▶ **Document excerpt**
+ + + + +
This Easter Swirl Pie is a light, creamy, and no-bake treat with a buttery graham cracker crust and a beautifully swirled pastel filling. Perfect for Easter celebrations, this pie is easy to make and looks absolutely stunning on any dessert table. Plus, it’s a kid-friendly, fun-to-make dessert that’s as delicious as it is festive!
Ingredients:
The Crust:
- 2 ½ cups (250 g) graham cracker crumbs (or vanilla cookie crumbs)
- ½ cup (115 g) unsalted butter, melted
- 2 tbsp sugar
The Swirled Filling:
- 8 oz (225 g) cream cheese, softened
- 1 cup (240 ml) heavy whipping cream
- ½ cup (100 g) powdered sugar
- 1 tsp vanilla extract
- ½ cup (120 ml) sweetened condensed milk
- Gel food coloring (pastel pink, blue, yellow, purple, etc.)
For Garnish:
- Whipped cream
- Easter sprinkles 🐣
- Mini chocolate eggs or pastel candies
Preparation:
1: Prepare the Crust
- In a medium bowl, mix graham cracker crumbs, sugar, and melted butter until the mixture resembles wet sand.
+ + + + +
▶ **Data extract**
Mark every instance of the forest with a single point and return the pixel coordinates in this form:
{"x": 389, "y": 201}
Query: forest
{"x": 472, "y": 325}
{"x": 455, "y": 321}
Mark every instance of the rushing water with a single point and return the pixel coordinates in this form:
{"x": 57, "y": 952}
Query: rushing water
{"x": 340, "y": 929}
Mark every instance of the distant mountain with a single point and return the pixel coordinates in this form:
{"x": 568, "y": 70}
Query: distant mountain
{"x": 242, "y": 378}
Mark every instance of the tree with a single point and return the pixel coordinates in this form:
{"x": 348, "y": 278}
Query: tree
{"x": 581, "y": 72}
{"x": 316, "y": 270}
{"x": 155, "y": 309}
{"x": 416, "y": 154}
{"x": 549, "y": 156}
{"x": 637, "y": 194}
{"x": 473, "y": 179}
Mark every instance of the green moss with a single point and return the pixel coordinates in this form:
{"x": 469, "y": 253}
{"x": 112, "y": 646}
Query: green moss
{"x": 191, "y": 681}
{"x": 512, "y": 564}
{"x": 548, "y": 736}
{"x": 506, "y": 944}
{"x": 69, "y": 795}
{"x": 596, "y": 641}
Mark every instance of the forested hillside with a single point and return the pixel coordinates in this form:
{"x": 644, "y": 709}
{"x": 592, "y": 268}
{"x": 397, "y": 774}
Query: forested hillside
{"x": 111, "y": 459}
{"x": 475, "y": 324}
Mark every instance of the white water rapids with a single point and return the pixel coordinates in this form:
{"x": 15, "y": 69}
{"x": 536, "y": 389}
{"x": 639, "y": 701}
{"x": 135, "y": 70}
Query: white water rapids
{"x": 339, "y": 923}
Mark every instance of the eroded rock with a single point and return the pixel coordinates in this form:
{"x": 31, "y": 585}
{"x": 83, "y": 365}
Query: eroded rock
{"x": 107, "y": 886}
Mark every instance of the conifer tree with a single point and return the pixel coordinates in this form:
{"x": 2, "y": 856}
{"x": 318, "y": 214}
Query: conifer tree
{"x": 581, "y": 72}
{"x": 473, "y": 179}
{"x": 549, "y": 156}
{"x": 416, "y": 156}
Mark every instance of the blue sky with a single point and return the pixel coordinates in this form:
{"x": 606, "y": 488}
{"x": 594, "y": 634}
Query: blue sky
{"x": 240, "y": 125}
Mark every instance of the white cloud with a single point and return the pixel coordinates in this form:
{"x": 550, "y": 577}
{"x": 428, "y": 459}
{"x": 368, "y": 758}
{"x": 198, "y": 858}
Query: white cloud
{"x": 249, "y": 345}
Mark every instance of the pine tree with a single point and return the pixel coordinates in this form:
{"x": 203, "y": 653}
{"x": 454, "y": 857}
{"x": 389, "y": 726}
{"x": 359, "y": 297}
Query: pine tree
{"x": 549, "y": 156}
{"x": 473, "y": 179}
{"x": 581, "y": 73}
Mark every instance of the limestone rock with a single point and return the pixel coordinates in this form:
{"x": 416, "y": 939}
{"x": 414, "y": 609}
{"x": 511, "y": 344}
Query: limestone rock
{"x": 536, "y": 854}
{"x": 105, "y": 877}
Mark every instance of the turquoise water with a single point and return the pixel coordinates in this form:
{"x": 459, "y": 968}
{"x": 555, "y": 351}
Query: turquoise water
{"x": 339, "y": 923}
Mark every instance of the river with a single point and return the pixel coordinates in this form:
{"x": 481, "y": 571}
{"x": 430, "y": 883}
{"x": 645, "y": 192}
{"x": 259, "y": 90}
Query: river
+ + + + +
▶ **Set problem 1**
Reproduce the Easter Swirl Pie recipe from "This Easter Swirl" to "it is festive!" word for word.
▶ **Set problem 2**
How much cream cheese goes into the filling in the Easter Swirl Pie recipe?
▶ **Set problem 3**
Decide whether each statement agrees with the Easter Swirl Pie recipe, and answer yes or no with the words from the recipe that settle it.
(a) The pie has to be baked.
(b) The crust calls for melted unsalted butter.
(c) Vanilla cookie crumbs may be used in place of graham cracker crumbs.
The records come from a different source than the Easter Swirl Pie recipe.

▶ **Task answer 1**
This Easter Swirl Pie is a light, creamy, and no-bake treat with a buttery graham cracker crust and a beautifully swirled pastel filling. Perfect for Easter celebrations, this pie is easy to make and looks absolutely stunning on any dessert table. Plus, it’s a kid-friendly, fun-to-make dessert that’s as delicious as it is festive!

▶ **Task answer 2**
8 oz (225 g) of softened cream cheese.

▶ **Task answer 3**
(a) No: "no-bake treat"
(b) Yes: "½ cup (115 g) unsalted butter, melted"
(c) Yes: "(or vanilla cookie crumbs)"